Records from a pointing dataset

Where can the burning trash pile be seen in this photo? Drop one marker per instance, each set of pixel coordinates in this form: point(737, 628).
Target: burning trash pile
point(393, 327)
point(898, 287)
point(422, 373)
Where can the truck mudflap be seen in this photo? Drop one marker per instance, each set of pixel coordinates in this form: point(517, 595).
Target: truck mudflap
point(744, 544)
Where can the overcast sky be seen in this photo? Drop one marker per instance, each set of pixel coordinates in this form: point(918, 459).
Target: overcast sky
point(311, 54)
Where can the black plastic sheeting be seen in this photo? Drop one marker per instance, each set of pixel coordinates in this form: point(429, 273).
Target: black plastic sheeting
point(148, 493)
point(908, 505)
---
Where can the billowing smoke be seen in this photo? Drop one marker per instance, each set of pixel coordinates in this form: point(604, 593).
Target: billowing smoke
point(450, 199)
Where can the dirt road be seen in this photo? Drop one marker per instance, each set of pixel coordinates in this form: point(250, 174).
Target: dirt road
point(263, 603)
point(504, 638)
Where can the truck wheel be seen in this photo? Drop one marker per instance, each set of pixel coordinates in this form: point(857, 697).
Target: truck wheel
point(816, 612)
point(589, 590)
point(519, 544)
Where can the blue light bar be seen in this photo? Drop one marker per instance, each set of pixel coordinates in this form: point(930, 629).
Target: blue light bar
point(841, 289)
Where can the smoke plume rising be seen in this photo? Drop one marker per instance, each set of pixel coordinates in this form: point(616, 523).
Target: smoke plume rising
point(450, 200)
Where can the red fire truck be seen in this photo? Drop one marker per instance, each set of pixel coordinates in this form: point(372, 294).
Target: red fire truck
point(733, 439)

## Task to complete:
Turn the stretch of the items above that begins with the line containing "Where can the overcast" and ends with the line containing "point(311, 54)" into a numbered list, keeping both of those lines and skipping any blank ones.

## Full solution:
1. Where can the overcast sky be seen in this photo? Drop one marker per instance, each set of pixel coordinates in this form: point(918, 459).
2. Target: overcast sky
3. point(311, 54)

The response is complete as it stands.